*Consigne*
D'après le texte ci-dessous sur le roman Pronostic Vital Engagé, pourquoi le segment avec Léa Seydoux est-il jugé assez caractéristique du travail de Cauda ?

« J’y reviendrai peut-être, je dis bien peut-être car j’écris comme Cézanne peignait : le nonfinito est mon credo, ce qui m’incline à faire l’impasse sur des informations non essentielles ».

Pour évoquer Pronostic Vital Engagé, le nouveau roman de Jacques Cauda, il faudrait partir de cette citation et en faire notre fil d’Ariane pour se retrouver au cœur du maelström d’images dans lequel il nous entraîne. Composé de deux récits, le livre met en scène dans un premier temps Léa Seydoux sous les traits d’une écrivain, Léa Doucey, qui invite le jeune peintre Paul-Mario à illustrer ses écrits.

Dans le deuxième récit, situé en 1999, Cauda évoque une figure féminine ayant travaillé pour la campagne électorale de Jean-Pierre Chevènement (on conviendra que c’est nettement moins glamour qu’une promiscuité rêvée avec Léa Seydoux !) et qui explique d’ailleurs l’échec du candidat.

On aurait tort de penser que ces résumés succincts rendent compte de la teneur d’un livre aussi tempétueux que déconcertant. Comme il l’exprime dans cette citation, Cauda travaille sur du fragmentaire, des visions, des fantasmes et du « non fini ». Le segment avec Léa Seydoux est assez caractéristique puisqu’il se situe dans le futur (2028), entre la Corse et Paris, que Paul-Mario est une projection évidente de l’auteur (en plus jeune) et que Cauda apparaît lui-même dans les échanges électroniques qui rythment le « récit ». Messages qui semblent d’ailleurs correspondre aux écrits fictifs que Paul-Mario doit se charger d’illustrer mais qui prennent une forme « organique », comme si la fiction s’emballait et débordait de son cadre. Avec Pronostic Vital Engagé, on entre de plain-pied dans l’univers du fantasme et d’un imaginaire débridé dont Cauda vante la souveraineté. Terré dans son atelier du 20ème arrondissement, Paul-Mario se sent épié par un étrange personnage, mi-flic, mi- inquisiteur (« dans ce Paris massacré, il aperçoit celui qui le suit depuis trois jours. Un flic vert de la Mairie qui ne se gêne pas pour faire savoir qu’il est là. Quel con ! dit-il à son miroir. Parle-t-il de lui-même ou du flic vert ? »), qui correspond surtout à tous ceux qui veulent mettre en cage l’art, lui assigner des limites.

*Données brutes*
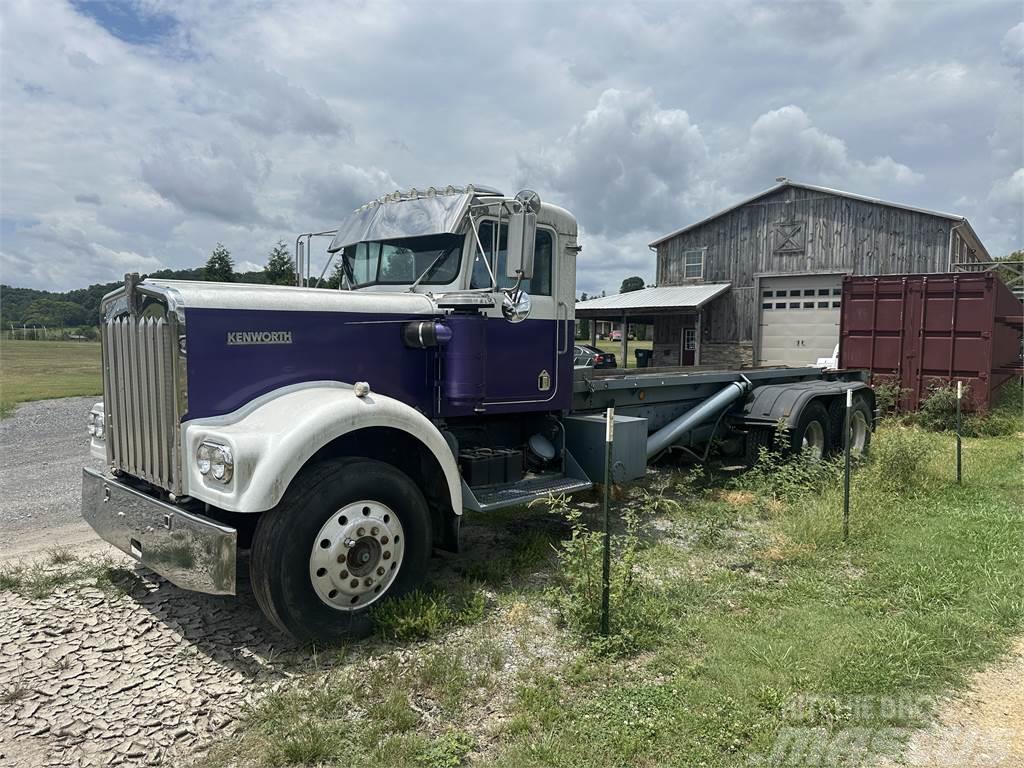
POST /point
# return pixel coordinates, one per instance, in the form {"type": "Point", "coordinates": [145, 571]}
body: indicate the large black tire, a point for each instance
{"type": "Point", "coordinates": [813, 430]}
{"type": "Point", "coordinates": [281, 569]}
{"type": "Point", "coordinates": [862, 424]}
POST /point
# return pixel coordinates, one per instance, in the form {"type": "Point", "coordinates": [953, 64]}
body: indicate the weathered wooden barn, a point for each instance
{"type": "Point", "coordinates": [782, 254]}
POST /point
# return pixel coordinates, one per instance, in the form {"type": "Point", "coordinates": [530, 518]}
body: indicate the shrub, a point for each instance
{"type": "Point", "coordinates": [899, 459]}
{"type": "Point", "coordinates": [938, 411]}
{"type": "Point", "coordinates": [887, 397]}
{"type": "Point", "coordinates": [782, 477]}
{"type": "Point", "coordinates": [420, 615]}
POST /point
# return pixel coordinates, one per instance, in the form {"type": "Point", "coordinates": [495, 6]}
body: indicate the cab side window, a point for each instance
{"type": "Point", "coordinates": [495, 242]}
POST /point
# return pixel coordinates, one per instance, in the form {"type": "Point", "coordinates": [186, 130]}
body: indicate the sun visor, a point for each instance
{"type": "Point", "coordinates": [404, 217]}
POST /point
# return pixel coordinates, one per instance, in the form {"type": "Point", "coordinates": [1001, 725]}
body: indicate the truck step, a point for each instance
{"type": "Point", "coordinates": [523, 493]}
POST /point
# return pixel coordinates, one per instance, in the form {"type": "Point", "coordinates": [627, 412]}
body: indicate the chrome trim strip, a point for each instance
{"type": "Point", "coordinates": [190, 551]}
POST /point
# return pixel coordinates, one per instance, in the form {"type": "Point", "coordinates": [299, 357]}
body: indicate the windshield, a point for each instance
{"type": "Point", "coordinates": [435, 258]}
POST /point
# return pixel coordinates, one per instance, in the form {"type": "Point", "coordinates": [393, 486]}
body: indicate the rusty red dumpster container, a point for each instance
{"type": "Point", "coordinates": [922, 331]}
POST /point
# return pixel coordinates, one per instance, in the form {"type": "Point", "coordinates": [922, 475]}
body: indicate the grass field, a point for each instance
{"type": "Point", "coordinates": [763, 638]}
{"type": "Point", "coordinates": [40, 370]}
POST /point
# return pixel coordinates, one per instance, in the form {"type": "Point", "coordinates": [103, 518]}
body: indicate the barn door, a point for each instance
{"type": "Point", "coordinates": [687, 345]}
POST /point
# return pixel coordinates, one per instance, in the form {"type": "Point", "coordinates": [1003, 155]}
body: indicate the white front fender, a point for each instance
{"type": "Point", "coordinates": [274, 435]}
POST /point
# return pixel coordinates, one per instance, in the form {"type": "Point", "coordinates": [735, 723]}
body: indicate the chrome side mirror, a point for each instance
{"type": "Point", "coordinates": [516, 305]}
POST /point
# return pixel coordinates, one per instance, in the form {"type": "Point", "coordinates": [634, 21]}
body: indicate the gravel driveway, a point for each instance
{"type": "Point", "coordinates": [43, 446]}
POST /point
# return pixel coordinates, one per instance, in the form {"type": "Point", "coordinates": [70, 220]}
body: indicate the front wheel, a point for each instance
{"type": "Point", "coordinates": [347, 535]}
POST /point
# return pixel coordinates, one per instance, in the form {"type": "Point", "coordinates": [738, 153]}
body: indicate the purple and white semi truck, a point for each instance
{"type": "Point", "coordinates": [339, 434]}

*Réponse attendue*
Ce segment est jugé caractéristique parce qu'il se situe dans le futur (2028), entre la Corse et Paris. Paul-Mario y est aussi une projection évidente de l'auteur en plus jeune, et Cauda apparaît lui-même dans les échanges électroniques qui rythment le « récit ».